---------- Source passage

Tax Hikes Good for Social Justice, and Nothing Else

A recent celebratory video showed a mildly content Obama applauding Congress for "compromising" by agreeing to raise the debt ceiling through the next election cycle in exchange for long-term spending cuts, but he went on to reiterate the need for the wealthy to chip in more than they have because "that's only fair."   Yes, the American people have twice rebuked his attempts to legislate tax hikes for the wealthy within the last year, and a multitude of economists have warned of the danger of any such legislation, and yet he still he clings to the notion with uncanny resolve. 

Apparently, losing consecutive battles and his troops' morale will not deter him from fighting his war to increase taxes upon the rich.  But in preparation for the renewed offensives against the wealthy that Obama will undoubtedly launch in the coming months, perhaps we should just focus on simple facts to prove that raising taxes will yield utterly destructive economic results.

The left very rarely deviates from their standard talking points about the moral imperative of taxing the wealthy, like how the rich make "enough money" or that they "need to pay their fair share." But when they do, the argument usually goes something like this: taxing the rich more will yield more revenue for the federal coffers, and more money in the coffers means economic growth.  But this, their best argument of any substance, is little more than a dreadfully flawed assumption that does not take current global contexts into account.

--------------------
---------- Entries provided

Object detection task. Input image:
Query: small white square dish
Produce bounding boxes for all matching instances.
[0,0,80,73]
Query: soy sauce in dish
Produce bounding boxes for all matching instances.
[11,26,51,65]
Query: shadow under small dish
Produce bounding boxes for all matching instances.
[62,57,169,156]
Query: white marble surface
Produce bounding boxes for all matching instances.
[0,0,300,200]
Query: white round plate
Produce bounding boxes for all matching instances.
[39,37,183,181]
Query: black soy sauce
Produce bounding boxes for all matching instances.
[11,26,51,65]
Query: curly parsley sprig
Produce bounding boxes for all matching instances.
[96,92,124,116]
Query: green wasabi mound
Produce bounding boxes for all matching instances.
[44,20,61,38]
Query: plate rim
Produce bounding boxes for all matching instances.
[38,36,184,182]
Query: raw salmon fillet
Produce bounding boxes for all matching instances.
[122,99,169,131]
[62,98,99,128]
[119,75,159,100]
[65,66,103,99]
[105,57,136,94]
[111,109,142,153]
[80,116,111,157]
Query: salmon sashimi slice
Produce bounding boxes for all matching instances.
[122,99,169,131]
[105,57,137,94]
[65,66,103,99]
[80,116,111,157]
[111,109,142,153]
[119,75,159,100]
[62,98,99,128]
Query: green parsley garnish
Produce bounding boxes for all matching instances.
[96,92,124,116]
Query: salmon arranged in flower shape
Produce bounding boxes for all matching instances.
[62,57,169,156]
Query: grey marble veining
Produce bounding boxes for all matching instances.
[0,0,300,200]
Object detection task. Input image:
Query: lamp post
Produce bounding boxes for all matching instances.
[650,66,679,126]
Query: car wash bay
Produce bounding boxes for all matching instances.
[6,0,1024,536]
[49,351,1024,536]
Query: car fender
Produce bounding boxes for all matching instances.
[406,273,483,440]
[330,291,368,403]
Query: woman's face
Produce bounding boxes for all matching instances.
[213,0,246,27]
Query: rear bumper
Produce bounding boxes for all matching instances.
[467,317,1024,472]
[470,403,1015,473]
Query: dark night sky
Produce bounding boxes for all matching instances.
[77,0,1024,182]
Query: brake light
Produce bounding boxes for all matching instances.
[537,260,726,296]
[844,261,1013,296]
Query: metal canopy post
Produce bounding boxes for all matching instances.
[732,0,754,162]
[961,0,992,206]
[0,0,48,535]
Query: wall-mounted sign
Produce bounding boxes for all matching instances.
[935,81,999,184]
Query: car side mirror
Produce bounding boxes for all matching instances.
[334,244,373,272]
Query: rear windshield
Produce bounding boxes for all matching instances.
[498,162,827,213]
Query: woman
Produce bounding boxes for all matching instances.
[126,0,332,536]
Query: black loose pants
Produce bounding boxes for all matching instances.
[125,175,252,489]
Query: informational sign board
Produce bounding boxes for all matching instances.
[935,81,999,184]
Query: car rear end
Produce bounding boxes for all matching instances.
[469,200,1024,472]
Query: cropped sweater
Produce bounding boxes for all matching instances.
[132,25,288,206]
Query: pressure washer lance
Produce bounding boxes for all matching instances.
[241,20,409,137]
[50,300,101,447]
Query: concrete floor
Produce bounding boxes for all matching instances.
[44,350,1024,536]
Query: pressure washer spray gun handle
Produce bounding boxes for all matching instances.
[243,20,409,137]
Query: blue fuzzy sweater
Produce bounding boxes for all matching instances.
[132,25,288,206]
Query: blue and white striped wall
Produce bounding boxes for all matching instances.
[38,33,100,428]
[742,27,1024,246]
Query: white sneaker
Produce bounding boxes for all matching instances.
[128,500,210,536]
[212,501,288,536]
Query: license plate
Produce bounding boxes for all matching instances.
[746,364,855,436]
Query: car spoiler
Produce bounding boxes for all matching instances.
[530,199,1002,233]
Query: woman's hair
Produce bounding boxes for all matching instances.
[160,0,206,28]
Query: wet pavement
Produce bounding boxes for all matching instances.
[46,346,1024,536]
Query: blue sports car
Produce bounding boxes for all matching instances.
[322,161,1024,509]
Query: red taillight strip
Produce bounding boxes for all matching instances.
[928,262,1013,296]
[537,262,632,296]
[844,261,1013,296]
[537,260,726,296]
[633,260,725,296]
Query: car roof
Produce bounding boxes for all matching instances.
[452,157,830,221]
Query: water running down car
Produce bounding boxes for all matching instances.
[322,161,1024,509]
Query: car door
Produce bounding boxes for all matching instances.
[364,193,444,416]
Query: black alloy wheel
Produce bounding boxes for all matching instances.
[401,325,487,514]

--------------------

What needs to be done :: Copy the part of the tax hikes article above starting at "Apparently, losing consecutive" and ending at "destructive economic results.".

Answer ::
Apparently, losing consecutive battles and his troops' morale will not deter him from fighting his war to increase taxes upon the rich.  But in preparation for the renewed offensives against the wealthy that Obama will undoubtedly launch in the coming months, perhaps we should just focus on simple facts to prove that raising taxes will yield utterly destructive economic results.